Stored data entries
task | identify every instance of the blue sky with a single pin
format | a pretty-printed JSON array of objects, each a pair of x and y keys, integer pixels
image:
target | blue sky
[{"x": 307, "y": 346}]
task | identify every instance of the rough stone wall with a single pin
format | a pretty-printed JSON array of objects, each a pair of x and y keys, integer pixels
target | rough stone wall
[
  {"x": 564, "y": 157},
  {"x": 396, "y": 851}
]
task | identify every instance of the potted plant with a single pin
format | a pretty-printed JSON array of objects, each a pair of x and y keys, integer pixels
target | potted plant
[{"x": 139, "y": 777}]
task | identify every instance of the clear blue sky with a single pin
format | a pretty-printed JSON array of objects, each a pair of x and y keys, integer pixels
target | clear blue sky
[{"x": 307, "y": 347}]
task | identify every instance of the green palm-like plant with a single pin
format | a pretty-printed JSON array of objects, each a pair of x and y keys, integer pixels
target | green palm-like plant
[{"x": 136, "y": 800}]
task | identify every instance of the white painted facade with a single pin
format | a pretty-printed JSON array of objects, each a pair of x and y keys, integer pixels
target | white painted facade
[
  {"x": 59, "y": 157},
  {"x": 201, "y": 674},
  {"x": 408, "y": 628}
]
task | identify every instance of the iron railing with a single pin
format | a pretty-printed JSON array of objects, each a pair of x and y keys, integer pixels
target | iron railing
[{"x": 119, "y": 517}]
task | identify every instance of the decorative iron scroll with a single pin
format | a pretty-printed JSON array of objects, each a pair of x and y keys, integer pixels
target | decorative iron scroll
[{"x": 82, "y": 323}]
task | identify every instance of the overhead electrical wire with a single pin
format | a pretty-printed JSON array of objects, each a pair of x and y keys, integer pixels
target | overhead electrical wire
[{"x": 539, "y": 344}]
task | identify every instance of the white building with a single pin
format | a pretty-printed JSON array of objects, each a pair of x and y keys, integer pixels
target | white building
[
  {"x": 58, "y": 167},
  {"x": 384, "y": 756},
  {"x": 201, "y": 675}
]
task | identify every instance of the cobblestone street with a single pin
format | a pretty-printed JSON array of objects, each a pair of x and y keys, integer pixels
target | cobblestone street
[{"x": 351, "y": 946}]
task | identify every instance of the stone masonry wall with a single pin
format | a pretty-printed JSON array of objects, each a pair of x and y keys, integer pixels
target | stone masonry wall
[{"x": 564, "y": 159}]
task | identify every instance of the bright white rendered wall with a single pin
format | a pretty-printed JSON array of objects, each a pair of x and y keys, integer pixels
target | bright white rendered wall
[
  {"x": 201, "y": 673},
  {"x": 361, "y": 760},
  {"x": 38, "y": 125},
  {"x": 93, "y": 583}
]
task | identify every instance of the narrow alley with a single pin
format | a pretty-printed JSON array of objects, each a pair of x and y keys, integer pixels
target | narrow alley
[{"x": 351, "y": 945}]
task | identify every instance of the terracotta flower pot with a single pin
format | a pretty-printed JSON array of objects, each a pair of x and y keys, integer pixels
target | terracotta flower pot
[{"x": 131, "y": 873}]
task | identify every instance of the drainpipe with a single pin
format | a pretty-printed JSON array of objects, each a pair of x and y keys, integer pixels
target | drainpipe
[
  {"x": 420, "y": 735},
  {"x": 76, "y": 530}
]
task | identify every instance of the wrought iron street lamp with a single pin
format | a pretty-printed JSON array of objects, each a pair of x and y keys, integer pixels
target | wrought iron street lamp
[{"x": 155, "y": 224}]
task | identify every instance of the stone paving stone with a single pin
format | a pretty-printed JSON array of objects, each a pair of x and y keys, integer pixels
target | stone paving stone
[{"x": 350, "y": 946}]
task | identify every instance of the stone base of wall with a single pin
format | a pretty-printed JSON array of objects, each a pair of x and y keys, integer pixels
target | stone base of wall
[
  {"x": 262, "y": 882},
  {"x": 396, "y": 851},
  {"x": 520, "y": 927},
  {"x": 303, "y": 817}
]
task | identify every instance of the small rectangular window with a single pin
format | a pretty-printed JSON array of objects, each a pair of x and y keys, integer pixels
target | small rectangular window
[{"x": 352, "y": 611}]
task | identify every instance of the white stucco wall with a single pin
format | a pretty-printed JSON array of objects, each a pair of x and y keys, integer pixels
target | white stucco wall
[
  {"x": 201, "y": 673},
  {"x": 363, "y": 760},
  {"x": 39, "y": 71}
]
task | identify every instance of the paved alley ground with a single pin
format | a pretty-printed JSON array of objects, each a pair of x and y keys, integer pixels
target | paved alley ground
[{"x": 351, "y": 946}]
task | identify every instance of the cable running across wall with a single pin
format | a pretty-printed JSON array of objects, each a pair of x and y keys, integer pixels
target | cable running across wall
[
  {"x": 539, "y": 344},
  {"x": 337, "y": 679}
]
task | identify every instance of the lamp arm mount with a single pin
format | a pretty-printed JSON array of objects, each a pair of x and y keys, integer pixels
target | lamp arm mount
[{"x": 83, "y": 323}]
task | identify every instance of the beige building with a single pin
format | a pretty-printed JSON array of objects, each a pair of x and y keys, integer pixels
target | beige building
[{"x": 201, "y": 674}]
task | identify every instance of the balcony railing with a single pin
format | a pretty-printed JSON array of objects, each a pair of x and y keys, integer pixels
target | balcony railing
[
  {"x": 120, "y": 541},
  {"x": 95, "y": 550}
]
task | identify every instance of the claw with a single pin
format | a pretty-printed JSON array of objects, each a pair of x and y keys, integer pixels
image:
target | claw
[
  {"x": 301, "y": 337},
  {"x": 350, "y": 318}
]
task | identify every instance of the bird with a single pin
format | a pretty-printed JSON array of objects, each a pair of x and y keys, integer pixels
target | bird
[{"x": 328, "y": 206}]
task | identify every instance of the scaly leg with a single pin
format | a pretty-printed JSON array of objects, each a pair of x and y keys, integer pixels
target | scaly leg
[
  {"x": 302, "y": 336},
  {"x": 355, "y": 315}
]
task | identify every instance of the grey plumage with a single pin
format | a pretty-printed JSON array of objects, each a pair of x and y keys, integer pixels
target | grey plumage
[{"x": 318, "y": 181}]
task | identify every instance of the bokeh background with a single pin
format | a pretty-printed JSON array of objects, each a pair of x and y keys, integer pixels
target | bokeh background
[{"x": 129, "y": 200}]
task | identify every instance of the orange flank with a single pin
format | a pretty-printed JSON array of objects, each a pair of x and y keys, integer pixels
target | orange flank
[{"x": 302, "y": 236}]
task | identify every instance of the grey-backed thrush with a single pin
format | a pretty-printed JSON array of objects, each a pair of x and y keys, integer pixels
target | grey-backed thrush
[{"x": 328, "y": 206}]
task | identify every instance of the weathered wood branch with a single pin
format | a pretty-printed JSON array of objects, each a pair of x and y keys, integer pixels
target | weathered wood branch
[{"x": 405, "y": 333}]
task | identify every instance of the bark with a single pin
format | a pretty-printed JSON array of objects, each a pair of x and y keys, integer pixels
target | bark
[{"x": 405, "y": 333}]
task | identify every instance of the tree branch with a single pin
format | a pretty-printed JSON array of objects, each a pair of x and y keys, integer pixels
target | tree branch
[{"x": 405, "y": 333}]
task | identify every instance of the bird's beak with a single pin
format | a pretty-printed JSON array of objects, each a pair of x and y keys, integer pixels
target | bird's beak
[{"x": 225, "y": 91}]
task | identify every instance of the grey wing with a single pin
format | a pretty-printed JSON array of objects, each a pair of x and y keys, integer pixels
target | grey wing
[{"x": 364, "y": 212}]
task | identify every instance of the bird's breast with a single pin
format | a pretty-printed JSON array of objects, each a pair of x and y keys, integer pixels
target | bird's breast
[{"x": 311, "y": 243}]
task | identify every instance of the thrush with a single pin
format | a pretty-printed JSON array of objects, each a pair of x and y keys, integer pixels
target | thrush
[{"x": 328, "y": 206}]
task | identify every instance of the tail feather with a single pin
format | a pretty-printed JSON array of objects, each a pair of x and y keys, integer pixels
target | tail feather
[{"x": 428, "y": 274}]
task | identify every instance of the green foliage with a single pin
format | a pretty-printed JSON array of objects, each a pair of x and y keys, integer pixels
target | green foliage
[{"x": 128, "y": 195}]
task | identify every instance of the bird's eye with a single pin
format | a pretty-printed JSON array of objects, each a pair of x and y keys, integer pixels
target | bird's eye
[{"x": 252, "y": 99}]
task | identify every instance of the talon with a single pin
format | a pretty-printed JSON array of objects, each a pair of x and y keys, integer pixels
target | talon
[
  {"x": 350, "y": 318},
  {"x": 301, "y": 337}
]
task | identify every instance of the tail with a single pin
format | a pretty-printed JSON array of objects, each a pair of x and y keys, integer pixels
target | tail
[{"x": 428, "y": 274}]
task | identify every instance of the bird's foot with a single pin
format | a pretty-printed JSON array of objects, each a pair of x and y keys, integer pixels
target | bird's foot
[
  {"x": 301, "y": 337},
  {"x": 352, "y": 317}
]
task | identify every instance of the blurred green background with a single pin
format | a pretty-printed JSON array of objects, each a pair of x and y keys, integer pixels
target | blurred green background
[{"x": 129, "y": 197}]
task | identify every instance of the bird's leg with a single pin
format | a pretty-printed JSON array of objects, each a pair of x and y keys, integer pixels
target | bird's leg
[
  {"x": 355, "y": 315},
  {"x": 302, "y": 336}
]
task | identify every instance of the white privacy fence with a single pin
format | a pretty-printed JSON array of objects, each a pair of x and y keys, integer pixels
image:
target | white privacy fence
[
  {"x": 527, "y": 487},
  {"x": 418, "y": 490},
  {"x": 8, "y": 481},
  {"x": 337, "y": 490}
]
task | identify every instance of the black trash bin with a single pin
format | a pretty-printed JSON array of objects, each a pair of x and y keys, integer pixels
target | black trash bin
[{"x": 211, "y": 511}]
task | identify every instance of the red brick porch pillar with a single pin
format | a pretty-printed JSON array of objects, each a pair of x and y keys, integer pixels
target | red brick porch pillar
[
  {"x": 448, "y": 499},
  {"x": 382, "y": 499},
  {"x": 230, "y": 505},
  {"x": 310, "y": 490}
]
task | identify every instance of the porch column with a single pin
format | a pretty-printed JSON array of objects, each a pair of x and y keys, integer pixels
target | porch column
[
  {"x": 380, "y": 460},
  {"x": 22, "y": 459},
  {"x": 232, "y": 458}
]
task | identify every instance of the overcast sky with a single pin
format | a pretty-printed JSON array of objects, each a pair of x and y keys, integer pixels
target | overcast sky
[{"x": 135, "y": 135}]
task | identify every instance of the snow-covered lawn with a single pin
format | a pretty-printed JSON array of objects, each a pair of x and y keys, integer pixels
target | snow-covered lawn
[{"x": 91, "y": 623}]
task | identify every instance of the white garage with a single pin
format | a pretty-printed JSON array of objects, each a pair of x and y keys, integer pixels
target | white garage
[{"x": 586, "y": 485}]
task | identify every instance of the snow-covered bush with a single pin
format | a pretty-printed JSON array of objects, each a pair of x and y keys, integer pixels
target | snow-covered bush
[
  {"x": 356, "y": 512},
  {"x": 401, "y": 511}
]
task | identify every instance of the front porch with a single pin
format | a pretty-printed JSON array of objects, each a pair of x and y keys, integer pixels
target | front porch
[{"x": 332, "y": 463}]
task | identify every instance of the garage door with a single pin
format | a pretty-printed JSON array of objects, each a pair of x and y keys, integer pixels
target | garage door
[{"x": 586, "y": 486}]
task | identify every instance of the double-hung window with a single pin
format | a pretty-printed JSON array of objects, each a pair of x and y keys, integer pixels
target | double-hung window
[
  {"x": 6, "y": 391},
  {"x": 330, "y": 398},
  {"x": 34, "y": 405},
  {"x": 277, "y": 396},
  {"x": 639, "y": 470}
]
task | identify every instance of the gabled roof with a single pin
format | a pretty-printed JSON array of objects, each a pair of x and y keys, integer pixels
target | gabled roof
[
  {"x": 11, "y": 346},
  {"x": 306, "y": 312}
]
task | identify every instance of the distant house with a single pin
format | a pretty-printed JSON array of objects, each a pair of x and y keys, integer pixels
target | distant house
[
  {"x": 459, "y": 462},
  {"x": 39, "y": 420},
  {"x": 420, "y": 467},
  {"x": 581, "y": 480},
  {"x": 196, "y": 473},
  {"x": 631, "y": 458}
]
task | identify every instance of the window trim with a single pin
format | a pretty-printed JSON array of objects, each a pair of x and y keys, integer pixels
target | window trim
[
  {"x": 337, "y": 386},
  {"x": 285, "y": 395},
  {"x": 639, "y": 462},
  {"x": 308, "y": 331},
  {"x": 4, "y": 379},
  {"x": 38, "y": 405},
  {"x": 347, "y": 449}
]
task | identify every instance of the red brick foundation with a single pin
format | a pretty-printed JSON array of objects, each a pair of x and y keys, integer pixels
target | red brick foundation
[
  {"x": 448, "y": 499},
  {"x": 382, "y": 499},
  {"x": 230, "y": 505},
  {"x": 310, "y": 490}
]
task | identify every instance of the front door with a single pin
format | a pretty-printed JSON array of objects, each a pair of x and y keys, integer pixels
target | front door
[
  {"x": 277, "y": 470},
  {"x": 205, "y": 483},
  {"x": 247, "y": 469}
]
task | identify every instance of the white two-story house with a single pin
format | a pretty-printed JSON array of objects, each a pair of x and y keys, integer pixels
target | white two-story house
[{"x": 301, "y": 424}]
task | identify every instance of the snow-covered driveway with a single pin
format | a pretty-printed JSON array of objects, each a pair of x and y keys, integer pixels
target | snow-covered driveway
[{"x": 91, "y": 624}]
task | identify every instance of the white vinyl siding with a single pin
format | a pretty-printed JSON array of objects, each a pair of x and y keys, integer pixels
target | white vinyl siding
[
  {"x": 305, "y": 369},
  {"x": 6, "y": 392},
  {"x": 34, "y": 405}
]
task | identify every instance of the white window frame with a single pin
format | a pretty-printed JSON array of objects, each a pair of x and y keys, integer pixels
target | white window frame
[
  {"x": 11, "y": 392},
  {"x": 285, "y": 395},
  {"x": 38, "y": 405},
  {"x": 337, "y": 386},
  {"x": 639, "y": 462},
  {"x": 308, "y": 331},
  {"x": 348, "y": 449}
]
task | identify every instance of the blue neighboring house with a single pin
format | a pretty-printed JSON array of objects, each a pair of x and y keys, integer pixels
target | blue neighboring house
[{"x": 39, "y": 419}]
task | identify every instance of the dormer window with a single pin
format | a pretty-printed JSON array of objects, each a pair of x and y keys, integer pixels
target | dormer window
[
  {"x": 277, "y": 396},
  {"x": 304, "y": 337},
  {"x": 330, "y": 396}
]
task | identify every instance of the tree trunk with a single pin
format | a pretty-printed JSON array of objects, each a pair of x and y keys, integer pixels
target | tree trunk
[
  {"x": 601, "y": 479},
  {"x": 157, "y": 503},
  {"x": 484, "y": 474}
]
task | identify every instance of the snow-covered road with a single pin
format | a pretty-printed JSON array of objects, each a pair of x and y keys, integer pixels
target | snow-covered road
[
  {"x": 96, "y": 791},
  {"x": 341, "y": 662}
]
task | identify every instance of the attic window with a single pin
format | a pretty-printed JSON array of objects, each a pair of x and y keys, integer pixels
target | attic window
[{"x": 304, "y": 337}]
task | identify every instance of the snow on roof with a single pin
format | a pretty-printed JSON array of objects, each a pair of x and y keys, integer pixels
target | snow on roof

■ **WHAT TO WORK ON**: Please give an exact copy of the lines above, beginning with the line containing "task | identify every instance of the white garage" and running through the line containing "task | identify every instance of the front porch", and of no other lines.

■ **RESPONSE TO THIS EXERCISE**:
task | identify every instance of the white garage with a single pin
format | a pretty-printed JSON array of objects, each a pair of x and y keys, integer pixels
target | white garage
[{"x": 586, "y": 485}]
task | identify every instance of the snow-covered bush with a single pin
format | a pretty-printed JSON array of objects, each a pair of x and y keys, integer pixels
target | snow-covered bush
[
  {"x": 356, "y": 512},
  {"x": 401, "y": 511}
]
task | identify every instance of the front porch with a single pin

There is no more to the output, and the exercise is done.